Texas Chainsaw Massacre:
The Next Generation
(1994)

AKA: Return of the Texas Chainsaw Massacre (1994)
(Release Date: October 7, 1994)


Poor Puppies. Sucky Saw!

Wow! What Shit!

J.C. Maçek III... Has better taste!
J.C. Maçek III
The World's Greatest Critic!





I hope you cut yourself, bitch!

BuzzSuck
I have been unrelentingly vicious in my comments about 2003's remake of The Texas Chainsaw Massacre, a film that not only lends more credence to the fiction of one movie-cum-urban legend, but also sucked like an unsalted chest wound. However, 2003 wasn't the first time Tobe Hooper's most famous film had been remade. No, thinly veiled as a sequel, yet another piece of bird shit on the windshield of cinema noisily passed its way into theatres back in 1994. Looking at the title Texas Chainsaw Massacre: The Next Generation, I still can't believe it didn't star LeVar R.M. Burton, Jr. in some capacity. Instead, equally unbelievably, this thing managed to cast two then up and coming actors whom I'm sure would give real money to have this expunged from their records like a drunk driving incident. We're talking Matthew McConaughey and Renée Zellweger here. Naturally after they got big, the re-releases of this un-frightening fright flick publicized their presences like a papal appearance at a local Sunday School.

Matthew McConaughey! Man, I swear if I ever meet that guy I'm gonna kick his dick for this movie. The only thing more insulting than his lame, one note performance was the presence of Kim Henkel as writer, producer and director of this clone of cow pies.

The opening crawl pays lip-service to the other movies in this (ha ha ha) "saga" before old Kimmy-boy summarily takes the exact script he crafted with Tobe Hooper, changes the names, changes tiny pieces of the dialogue and then lets her rip like a Larry the Cable Gay monologue (with even less subtlety).

---------------

Set tasks ::
a) Summarize the review of Texas Chainsaw Massacre: The Next Generation in two sentences.
b) According to the review of Texas Chainsaw Massacre: The Next Generation, who wrote, produced and directed the film?
c) Rewrite the paragraph of the review of Texas Chainsaw Massacre: The Next Generation that begins "The opening crawl pays lip-service" as a short list, keeping its main facts.

Dataset content ::

---------------

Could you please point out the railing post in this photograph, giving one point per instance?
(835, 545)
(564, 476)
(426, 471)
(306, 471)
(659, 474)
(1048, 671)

---------------

Completed exercise ::
a) The reviewer describes the 1994 film as another remake of Tobe Hooper's most famous film, thinly disguised as a sequel, and notes that it cast Matthew McConaughey and Renée Zellweger before they became stars. He condemns McConaughey's one-note performance and Kim Henkel, who wrote, produced and directed the film by reusing the script he wrote with Hooper, changing only the names and small pieces of the dialogue.

b) Kim Henkel.

c)
- The opening crawl acknowledges the earlier films in the series.
- Kim Henkel then takes the script he wrote with Tobe Hooper.
- He changes the names and small pieces of the dialogue.
- He presents the result with little subtlety.